*取り組む課題:*
A – 本文のうち「ホテルに戻って」で始まる段落を、主な事実を残して箇条書きにまとめてください。
B – 本文によると、筆者がフェズを訪れる機会を得たのは何をした折ですか。

*本文抜粋:*
──────────
旅路 地中海17:フェズ,ネッジャリーン広場の泉/石川 清子



 数年前,モロッコ,フェズ出身の作家のフランス語小説を訳した折に,複雑なメディナで名高いこの古都を訪れる機会があった。事前に地図を頭にたたきこんだものの,いざメディナに入ってみるとどこをどう歩いているのか分からず,案内されるままに,これがブー・イナニア・メデルサ(神学校),これがカラウィーン・モスク, ムーレイ・イドリース廟と興奮気味にカメラに像を収めるのが精一杯だった。
 ホテルに戻って,挨拶がてら作家に報告しようと選んだ絵葉書の写真は,モザイクの美しいネッジャリーン広場の泉。フェズのメディナで生まれ育った人に有名なモスクや荷運びのロバの写真は気恥ずかしく,イスラーム圏の都市を初めて訪れた者にとって,路上で見かけた泉はちょっとした発見だったからだ。なかでもこの泉は壁一面のモザイクと漆喰装飾が見事で,木製の庇,そして緑の瓦屋根と,こぢんまりとバランスが取れている。ミシュランのガイドブックは「水に捧げられた祭壇」と讃えているほどだ。
──────────
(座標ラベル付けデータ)
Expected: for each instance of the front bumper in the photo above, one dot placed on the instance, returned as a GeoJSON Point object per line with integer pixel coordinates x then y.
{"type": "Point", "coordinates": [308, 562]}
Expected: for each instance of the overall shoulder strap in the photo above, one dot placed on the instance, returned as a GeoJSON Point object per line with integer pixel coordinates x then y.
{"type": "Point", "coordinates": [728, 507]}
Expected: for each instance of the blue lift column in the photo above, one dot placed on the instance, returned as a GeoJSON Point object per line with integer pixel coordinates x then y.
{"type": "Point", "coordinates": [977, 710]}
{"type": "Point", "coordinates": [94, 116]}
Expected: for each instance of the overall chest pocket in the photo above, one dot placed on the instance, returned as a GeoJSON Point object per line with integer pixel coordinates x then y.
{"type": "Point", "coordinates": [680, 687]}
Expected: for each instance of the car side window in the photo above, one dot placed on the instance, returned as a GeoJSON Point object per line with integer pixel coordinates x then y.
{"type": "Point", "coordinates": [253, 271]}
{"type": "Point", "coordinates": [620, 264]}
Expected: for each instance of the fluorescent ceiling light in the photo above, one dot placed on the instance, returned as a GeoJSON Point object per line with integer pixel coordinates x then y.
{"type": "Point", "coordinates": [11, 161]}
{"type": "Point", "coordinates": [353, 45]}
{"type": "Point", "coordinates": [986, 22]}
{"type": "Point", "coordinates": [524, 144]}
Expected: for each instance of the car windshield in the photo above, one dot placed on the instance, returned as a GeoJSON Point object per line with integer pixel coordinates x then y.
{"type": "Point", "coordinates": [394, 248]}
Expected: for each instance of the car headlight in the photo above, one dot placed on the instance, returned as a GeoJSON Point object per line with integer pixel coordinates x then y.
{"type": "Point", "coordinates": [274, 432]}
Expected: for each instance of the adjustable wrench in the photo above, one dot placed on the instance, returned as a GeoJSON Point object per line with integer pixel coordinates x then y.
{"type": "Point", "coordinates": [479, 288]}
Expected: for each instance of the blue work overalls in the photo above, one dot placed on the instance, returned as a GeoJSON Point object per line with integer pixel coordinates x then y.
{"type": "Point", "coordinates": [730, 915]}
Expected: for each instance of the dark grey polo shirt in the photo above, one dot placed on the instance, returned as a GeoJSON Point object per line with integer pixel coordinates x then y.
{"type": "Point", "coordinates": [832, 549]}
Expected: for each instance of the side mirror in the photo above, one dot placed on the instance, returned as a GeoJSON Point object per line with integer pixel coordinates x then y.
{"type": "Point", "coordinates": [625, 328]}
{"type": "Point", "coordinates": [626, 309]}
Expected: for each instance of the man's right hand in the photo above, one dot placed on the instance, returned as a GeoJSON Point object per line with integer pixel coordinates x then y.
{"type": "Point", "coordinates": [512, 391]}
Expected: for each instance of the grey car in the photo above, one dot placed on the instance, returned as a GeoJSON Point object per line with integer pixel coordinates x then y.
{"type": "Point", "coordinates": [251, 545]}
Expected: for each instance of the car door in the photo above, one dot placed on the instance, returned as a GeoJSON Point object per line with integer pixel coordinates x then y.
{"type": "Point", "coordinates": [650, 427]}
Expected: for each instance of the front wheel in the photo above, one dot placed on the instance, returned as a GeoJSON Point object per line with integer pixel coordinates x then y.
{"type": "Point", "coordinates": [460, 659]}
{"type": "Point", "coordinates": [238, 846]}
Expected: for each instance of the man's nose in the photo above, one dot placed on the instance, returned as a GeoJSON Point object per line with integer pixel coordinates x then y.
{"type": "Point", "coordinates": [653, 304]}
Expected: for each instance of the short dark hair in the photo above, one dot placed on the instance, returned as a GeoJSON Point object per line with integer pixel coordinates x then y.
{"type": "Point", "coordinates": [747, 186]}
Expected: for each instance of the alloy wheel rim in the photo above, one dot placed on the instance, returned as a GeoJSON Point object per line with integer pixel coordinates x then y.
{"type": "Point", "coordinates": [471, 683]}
──────────
*課題ごとの回答:*
A –
- ホテルに戻った筆者は、挨拶を兼ねて作家に報告するため、モザイクの美しいネッジャリーン広場の泉の絵葉書を選んだ。
- フェズのメディナで生まれ育った人に、有名なモスクや荷運びのロバの写真を送るのは気恥ずかしかった。
- イスラーム圏の都市を初めて訪れた者にとって、路上の泉はちょっとした発見だった。
- この泉は壁一面のモザイクと漆喰装飾が見事で、木製の庇と緑の瓦屋根を備え、こぢんまりと釣り合いが取れている。
- ミシュランのガイドブックはこの泉を「水に捧げられた祭壇」と讃えている。

B – フェズ出身の作家のフランス語小説を訳した折です。